> [Items from a dataset]
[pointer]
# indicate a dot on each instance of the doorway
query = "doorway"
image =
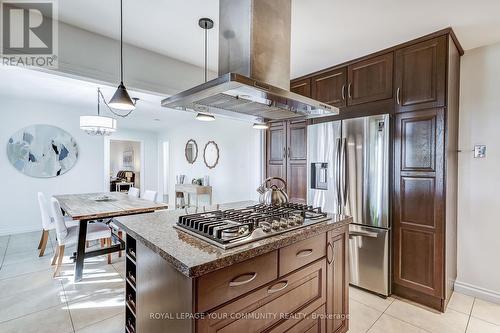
(125, 166)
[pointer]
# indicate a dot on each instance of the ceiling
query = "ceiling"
(324, 32)
(81, 98)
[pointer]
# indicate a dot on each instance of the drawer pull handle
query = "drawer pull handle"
(272, 289)
(329, 253)
(304, 253)
(239, 281)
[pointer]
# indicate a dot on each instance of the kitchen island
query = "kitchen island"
(175, 282)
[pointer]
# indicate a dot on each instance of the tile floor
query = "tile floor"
(32, 301)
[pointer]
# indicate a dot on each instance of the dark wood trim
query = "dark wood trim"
(442, 32)
(355, 111)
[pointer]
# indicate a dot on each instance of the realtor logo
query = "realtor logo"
(29, 33)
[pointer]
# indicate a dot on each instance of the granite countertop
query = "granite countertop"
(194, 257)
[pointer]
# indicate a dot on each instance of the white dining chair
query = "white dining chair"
(150, 195)
(133, 192)
(69, 235)
(48, 223)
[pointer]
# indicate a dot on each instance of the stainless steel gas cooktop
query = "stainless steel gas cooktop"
(234, 227)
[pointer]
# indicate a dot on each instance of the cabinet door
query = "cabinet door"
(303, 292)
(301, 87)
(297, 161)
(418, 202)
(370, 80)
(421, 75)
(337, 285)
(276, 150)
(330, 87)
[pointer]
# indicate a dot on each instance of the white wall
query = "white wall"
(238, 172)
(479, 179)
(149, 158)
(18, 204)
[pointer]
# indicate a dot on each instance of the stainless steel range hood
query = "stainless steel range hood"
(254, 67)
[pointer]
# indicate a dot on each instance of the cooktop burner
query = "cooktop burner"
(234, 227)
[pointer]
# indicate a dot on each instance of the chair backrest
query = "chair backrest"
(61, 229)
(150, 195)
(44, 211)
(133, 192)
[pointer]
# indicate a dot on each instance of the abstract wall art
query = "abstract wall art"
(42, 151)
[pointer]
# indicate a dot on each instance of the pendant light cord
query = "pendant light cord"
(206, 52)
(121, 41)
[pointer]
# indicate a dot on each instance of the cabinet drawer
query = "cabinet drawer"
(300, 292)
(312, 323)
(301, 253)
(225, 284)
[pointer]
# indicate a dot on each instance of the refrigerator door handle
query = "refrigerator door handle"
(344, 171)
(363, 234)
(338, 176)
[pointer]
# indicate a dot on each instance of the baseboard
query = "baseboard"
(481, 293)
(12, 231)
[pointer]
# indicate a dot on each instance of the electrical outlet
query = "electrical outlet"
(479, 151)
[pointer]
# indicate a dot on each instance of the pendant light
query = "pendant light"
(206, 24)
(121, 99)
(98, 125)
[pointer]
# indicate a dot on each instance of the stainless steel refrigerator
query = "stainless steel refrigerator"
(348, 173)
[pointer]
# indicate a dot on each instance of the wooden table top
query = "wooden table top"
(85, 207)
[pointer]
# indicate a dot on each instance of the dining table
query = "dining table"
(89, 207)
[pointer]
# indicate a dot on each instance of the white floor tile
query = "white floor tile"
(361, 317)
(27, 302)
(53, 320)
(98, 279)
(481, 326)
(486, 311)
(451, 321)
(29, 255)
(461, 303)
(369, 299)
(96, 308)
(28, 282)
(25, 267)
(388, 324)
(114, 324)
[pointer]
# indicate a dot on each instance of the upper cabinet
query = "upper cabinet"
(420, 78)
(330, 87)
(301, 87)
(370, 80)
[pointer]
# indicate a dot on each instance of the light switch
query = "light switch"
(479, 151)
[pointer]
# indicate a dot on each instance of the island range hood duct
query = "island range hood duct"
(254, 67)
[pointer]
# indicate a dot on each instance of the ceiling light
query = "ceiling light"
(98, 125)
(260, 126)
(205, 117)
(260, 123)
(121, 99)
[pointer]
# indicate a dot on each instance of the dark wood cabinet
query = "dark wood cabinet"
(287, 157)
(301, 87)
(330, 87)
(420, 80)
(337, 281)
(418, 201)
(370, 80)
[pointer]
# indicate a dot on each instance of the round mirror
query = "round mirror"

> [JOB] What comes back should match the records exactly, minus any pictures.

> [EXERCISE ANSWER]
[pointer]
# indicate a dot on each instance of the doorway
query = "doorway"
image =
(125, 166)
[pointer]
# indicate a dot on each instance of the ceiling
query = "ceiling"
(324, 32)
(81, 98)
[pointer]
# indicate a dot on each instance of the drawer pull handle
query = "drawer pull handle"
(272, 289)
(329, 253)
(304, 253)
(239, 281)
[pointer]
# indicate a dot on each instance of the kitchen island
query = "kitchen island"
(175, 282)
[pointer]
# indicate a dot on each instance of the tile floor
query = "tile floor"
(32, 301)
[pointer]
# indicate a dot on each instance of the dark wood trim
query = "dark wood trim"
(442, 32)
(355, 111)
[pointer]
# indicate a dot on each instance of the realtor logo
query = "realtor logo"
(29, 33)
[pointer]
# indicate a dot on each instance of the granite countertop
query = "granite countertop"
(194, 257)
[pointer]
# indicate a dot on each instance of the white dining chair
query = "white dining chair"
(150, 195)
(133, 192)
(69, 235)
(48, 223)
[pointer]
# indicate a dot on each instance of the stainless steel gas cooktop
query = "stainless steel gas cooktop"
(234, 227)
[pointer]
# indicate a dot on each instance of the cabinet door
query = "cabinet door"
(303, 292)
(301, 87)
(297, 161)
(418, 202)
(370, 80)
(421, 75)
(337, 285)
(276, 150)
(330, 87)
[pointer]
# indicate a dot on each instance of the white wall
query = "white wall"
(238, 172)
(479, 179)
(149, 158)
(18, 204)
[pointer]
# indicate a dot on each instance of the stainless steel range hood
query = "stainless steel range hood"
(254, 67)
[pointer]
# indicate a dot on each instance of the cooktop burner
query = "cooktop burner"
(234, 227)
[pointer]
# indicate a dot on each instance of the chair backrest
query = "chair backrest"
(61, 229)
(150, 195)
(44, 211)
(133, 192)
[pointer]
# indicate a dot on each instance of the abstract wall art
query = "abstract wall art"
(42, 151)
[pointer]
# indicate a dot on each instance of the pendant light cord
query = "pendant light cord"
(206, 52)
(121, 41)
[pointer]
# indicate a dot on each instance of the cabinet drawer
query = "cabinet drawer"
(300, 292)
(312, 323)
(301, 253)
(225, 284)
[pointer]
# indicate a dot on each instance of the refrigerator door handle
query = "refrigerator door handle"
(344, 171)
(363, 234)
(338, 176)
[pointer]
# indicate a dot on each instance of the baseboard
query = "baseboard"
(481, 293)
(12, 231)
[pointer]
# indicate a dot on each instance of the electrical outlet
query = "electrical outlet"
(479, 151)
[pointer]
# indicate a dot on each instance of the pendant light
query = "pendant light"
(206, 24)
(121, 99)
(98, 125)
[pointer]
# indicate a dot on each instance of the stainless steel refrigerator
query = "stainless steel refrigerator"
(348, 173)
[pointer]
# indicate a dot on each instance of the wooden table top
query = "wooden table top"
(85, 207)
[pointer]
# indicate a dot on each instance of the dining table
query = "dining table"
(89, 207)
[pointer]
# indicate a dot on each instance of the white floor tile
query = "white floor tile"
(361, 317)
(27, 302)
(53, 320)
(98, 279)
(481, 326)
(486, 311)
(451, 321)
(29, 255)
(461, 303)
(369, 299)
(96, 308)
(28, 282)
(25, 267)
(388, 324)
(114, 324)
[pointer]
# indicate a dot on each instance of the upper cabinet
query = "upper cabinet"
(420, 78)
(330, 87)
(301, 87)
(370, 80)
[pointer]
# indicate a dot on each instance of the light switch
query = "light switch"
(479, 151)
[pointer]
# indicate a dot on each instance of the island range hood duct
query = "island range hood duct"
(254, 67)
[pointer]
# indicate a dot on each instance of the ceiling light
query = "ceiling light"
(98, 125)
(260, 126)
(205, 117)
(260, 123)
(121, 99)
[pointer]
# indicate a dot on each instance of the dark wood cabinet
query = "dark wood cabinet"
(287, 157)
(301, 87)
(330, 87)
(420, 80)
(337, 281)
(418, 201)
(370, 80)
[pointer]
# indicate a dot on each instance of the round mirror
query = "round mirror"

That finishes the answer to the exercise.